_What is asked_
Copy out every line of the data below word for word, leaving the pictures out of your answer.

* start Data shown *

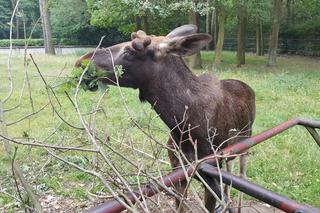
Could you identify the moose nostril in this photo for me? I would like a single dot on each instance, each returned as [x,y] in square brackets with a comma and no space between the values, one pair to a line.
[137,45]
[146,41]
[78,63]
[134,35]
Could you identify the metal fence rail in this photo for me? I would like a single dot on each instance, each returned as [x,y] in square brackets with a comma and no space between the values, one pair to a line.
[286,204]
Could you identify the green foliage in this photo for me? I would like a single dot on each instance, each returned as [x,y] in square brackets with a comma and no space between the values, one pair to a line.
[90,77]
[21,42]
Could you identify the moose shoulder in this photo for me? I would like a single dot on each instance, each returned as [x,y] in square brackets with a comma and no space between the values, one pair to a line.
[195,108]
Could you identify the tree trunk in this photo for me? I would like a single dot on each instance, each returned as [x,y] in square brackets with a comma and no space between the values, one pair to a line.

* end Data shown *

_Expected answer_
Could you identify the moose nostril in this photo for me? I would like a single dot on each instance, each returned as [x,y] in square brackets with a comma and no space between the values, one pair to a line.
[137,45]
[146,41]
[78,63]
[134,35]
Could you identify the metal fence rail in this photo for me? I would like a single dot on each instance, each returned as [x,y] in square brackets with a comma and no space between the values, one pair to a line.
[286,204]
Could you identify the green foliage in this photo for me? I would like a single dot on each instance, each returned as [x,y] in square brackets with a comma and no space between the values, one pair to a line.
[90,77]
[21,42]
Could you identify the moose shoulder in this photo for me? I would like a single dot on each instance, each returned as [x,y] in square brackets with a comma and no space between the values, one pair to a line.
[195,108]
Could you identify the tree trunk in this photo for me? I would like a single dot on each instance, each returned as [x,y] in square brackets with a comma and no space between the values, one pair to a line.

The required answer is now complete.